+++ Material to process
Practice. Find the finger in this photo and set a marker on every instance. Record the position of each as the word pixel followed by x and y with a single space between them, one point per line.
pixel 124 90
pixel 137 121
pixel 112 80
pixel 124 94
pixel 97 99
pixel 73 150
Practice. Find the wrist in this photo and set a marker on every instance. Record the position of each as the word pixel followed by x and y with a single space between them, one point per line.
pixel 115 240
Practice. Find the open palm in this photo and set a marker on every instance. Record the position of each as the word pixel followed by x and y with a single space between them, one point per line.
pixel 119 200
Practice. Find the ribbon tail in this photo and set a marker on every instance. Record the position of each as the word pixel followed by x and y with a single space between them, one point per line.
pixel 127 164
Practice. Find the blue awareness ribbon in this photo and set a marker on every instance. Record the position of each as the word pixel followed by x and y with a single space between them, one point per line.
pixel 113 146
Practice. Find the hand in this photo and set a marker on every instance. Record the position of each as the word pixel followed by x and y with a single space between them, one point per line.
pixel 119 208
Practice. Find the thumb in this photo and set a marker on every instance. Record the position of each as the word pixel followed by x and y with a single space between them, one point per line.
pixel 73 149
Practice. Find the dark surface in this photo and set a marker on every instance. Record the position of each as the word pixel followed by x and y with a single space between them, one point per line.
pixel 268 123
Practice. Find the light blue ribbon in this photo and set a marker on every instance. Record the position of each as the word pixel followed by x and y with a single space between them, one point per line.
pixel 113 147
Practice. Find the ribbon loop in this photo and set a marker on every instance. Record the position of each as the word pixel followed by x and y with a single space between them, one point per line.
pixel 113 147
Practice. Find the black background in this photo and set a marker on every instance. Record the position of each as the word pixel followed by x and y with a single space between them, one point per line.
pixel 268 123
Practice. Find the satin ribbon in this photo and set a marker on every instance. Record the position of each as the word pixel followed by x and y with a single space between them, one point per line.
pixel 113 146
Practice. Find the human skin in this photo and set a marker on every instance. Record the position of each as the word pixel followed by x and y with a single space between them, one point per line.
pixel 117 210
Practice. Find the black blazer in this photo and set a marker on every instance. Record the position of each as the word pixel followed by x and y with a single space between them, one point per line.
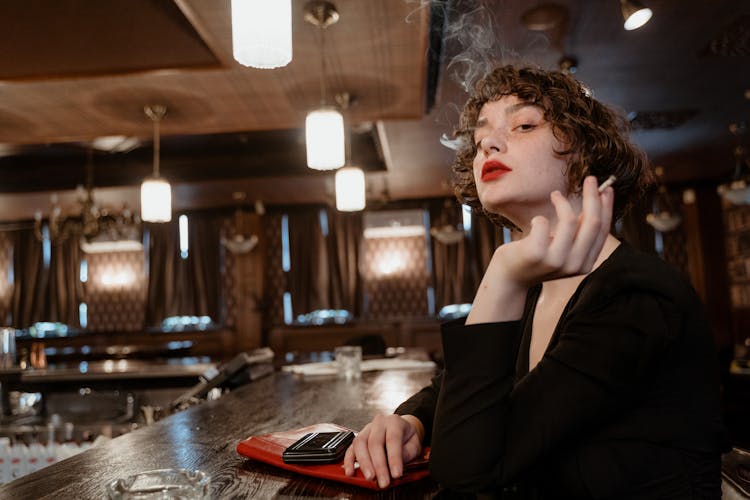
++++++
• Exercise prompt
Change "marker" to "dot" in the part that opens with the line containing "Practice. Find the wrist" and closes with the line containing "pixel 119 200", leaving everything else as it is.

• Complete answer
Practice. Find the wrist in this photo and set a dot on every instance. Record the position of each as the word pixel followed by x and y with a single space between them, one point per line.
pixel 115 240
Practice. Find the open palm in this photo and set a dot on every instance. Record the position of each as the word pixel followed by x and y with a single space between them, one point per line.
pixel 119 200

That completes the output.